尹後慶如是說,就教育行政而言,通過“綠色指標”可了解全市或全區的學生學業水平狀況和課程標准的執行情況;就基層學校而言,“綠色指標”的監測結果既是為學校提昇辦學質量提供重要依據,也是學校改進教學行為的有力指導;就社會層面而言,滿足區域內公眾對義務教育質量的知情權,改變對學校“好差”口口相傳的主觀評價狀態,也是建立評價系統的用意所在。此外,我們也必須對社會呼聲比較高的“減負”問題作出積極回應,要實現“輕負擔、高質量”的教學,評價的科學性不可或缺。
當然,尹後慶認為,我們不能期待“綠色指標”的出臺解決所有教育深層次問題。學業質量的“綠色指標”並不是全面衡量教育質量的完整指標體系,而是直接指向促進學生健康成長,為克服教育時弊提出的。

已存項目:

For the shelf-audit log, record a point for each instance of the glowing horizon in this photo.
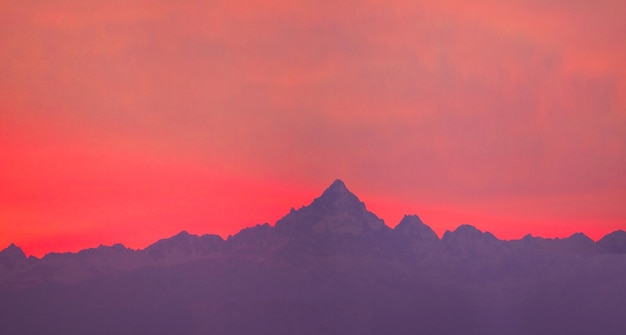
(129, 122)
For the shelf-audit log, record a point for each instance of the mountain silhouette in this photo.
(331, 267)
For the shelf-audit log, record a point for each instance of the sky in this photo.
(129, 121)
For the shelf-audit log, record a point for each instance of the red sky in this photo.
(128, 121)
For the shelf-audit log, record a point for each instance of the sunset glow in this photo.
(126, 122)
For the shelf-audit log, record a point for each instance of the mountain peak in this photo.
(337, 197)
(13, 251)
(337, 210)
(412, 227)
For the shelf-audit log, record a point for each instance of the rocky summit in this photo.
(331, 267)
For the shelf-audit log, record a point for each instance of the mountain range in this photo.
(331, 267)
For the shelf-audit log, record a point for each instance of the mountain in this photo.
(336, 212)
(12, 257)
(614, 242)
(331, 267)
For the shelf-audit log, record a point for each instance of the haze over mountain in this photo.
(331, 267)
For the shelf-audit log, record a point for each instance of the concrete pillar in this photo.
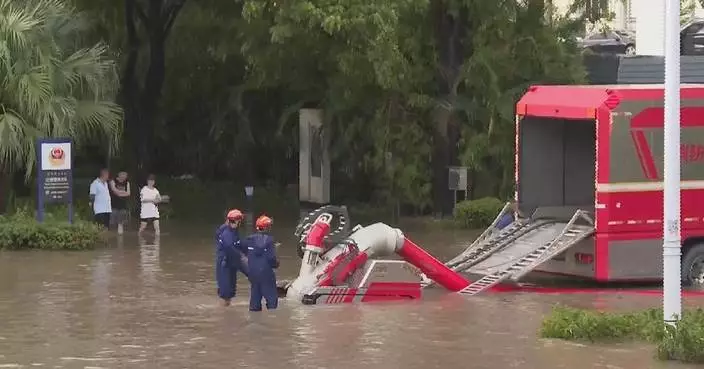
(650, 26)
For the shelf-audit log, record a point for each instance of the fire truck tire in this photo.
(693, 265)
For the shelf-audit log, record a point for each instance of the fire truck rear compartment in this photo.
(556, 164)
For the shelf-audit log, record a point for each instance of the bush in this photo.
(477, 213)
(22, 232)
(684, 343)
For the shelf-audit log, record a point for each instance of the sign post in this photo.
(671, 251)
(54, 174)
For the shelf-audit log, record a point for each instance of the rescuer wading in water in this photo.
(261, 262)
(228, 256)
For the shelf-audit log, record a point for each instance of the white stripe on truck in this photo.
(645, 186)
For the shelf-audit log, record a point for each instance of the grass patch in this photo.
(21, 231)
(684, 343)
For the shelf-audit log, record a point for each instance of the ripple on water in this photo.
(156, 307)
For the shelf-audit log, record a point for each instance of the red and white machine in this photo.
(588, 177)
(341, 266)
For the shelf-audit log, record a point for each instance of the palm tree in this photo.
(50, 85)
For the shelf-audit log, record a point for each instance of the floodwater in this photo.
(153, 306)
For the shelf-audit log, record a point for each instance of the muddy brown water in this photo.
(153, 306)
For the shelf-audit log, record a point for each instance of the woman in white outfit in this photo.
(150, 211)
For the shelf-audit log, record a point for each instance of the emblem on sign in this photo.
(57, 156)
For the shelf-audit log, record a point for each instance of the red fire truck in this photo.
(589, 182)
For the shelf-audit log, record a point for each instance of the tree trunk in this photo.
(452, 43)
(129, 90)
(6, 190)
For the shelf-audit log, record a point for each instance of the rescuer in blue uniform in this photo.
(261, 262)
(228, 256)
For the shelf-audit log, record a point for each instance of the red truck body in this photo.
(600, 148)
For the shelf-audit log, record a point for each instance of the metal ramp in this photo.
(539, 245)
(489, 242)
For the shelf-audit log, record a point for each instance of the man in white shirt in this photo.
(100, 199)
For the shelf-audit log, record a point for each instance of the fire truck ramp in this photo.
(513, 252)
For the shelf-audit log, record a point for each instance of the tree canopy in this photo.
(408, 87)
(52, 84)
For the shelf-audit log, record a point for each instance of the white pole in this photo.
(672, 289)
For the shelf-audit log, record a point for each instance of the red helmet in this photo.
(263, 222)
(234, 214)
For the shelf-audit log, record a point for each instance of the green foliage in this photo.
(50, 85)
(476, 214)
(237, 73)
(21, 232)
(685, 342)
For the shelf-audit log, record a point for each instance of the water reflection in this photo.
(149, 302)
(149, 251)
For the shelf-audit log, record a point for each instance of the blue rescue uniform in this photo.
(261, 262)
(228, 260)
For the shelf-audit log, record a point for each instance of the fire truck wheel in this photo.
(693, 265)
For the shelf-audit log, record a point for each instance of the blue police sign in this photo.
(54, 174)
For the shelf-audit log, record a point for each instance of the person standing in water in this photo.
(261, 262)
(100, 199)
(149, 212)
(228, 256)
(119, 194)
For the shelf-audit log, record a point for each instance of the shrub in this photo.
(21, 232)
(684, 342)
(477, 213)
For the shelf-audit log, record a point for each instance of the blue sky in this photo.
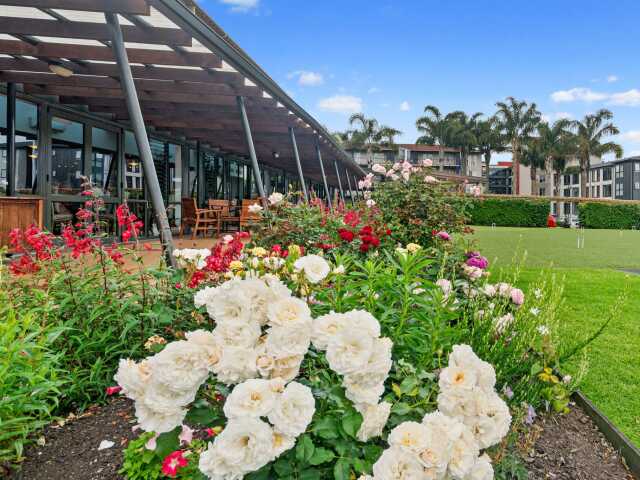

**你的任務**
請把上方原文段落中從“尹後慶如是說,就教育行政而言”開始、到“成長,為克服教育時弊提出的。”為止(含這兩處)的文字重寫一遍,並將其中的“綠色指標”一律換成“綠色評價指標”。

**最終結果**
尹後慶如是說,就教育行政而言,通過“綠色評價指標”可了解全市或全區的學生學業水平狀況和課程標准的執行情況;就基層學校而言,“綠色評價指標”的監測結果既是為學校提昇辦學質量提供重要依據,也是學校改進教學行為的有力指導;就社會層面而言,滿足區域內公眾對義務教育質量的知情權,改變對學校“好差”口口相傳的主觀評價狀態,也是建立評價系統的用意所在。此外,我們也必須對社會呼聲比較高的“減負”問題作出積極回應,要實現“輕負擔、高質量”的教學,評價的科學性不可或缺。
當然,尹後慶認為,我們不能期待“綠色評價指標”的出臺解決所有教育深層次問題。學業質量的“綠色評價指標”並不是全面衡量教育質量的完整指標體系,而是直接指向促進學生健康成長,為克服教育時弊提出的。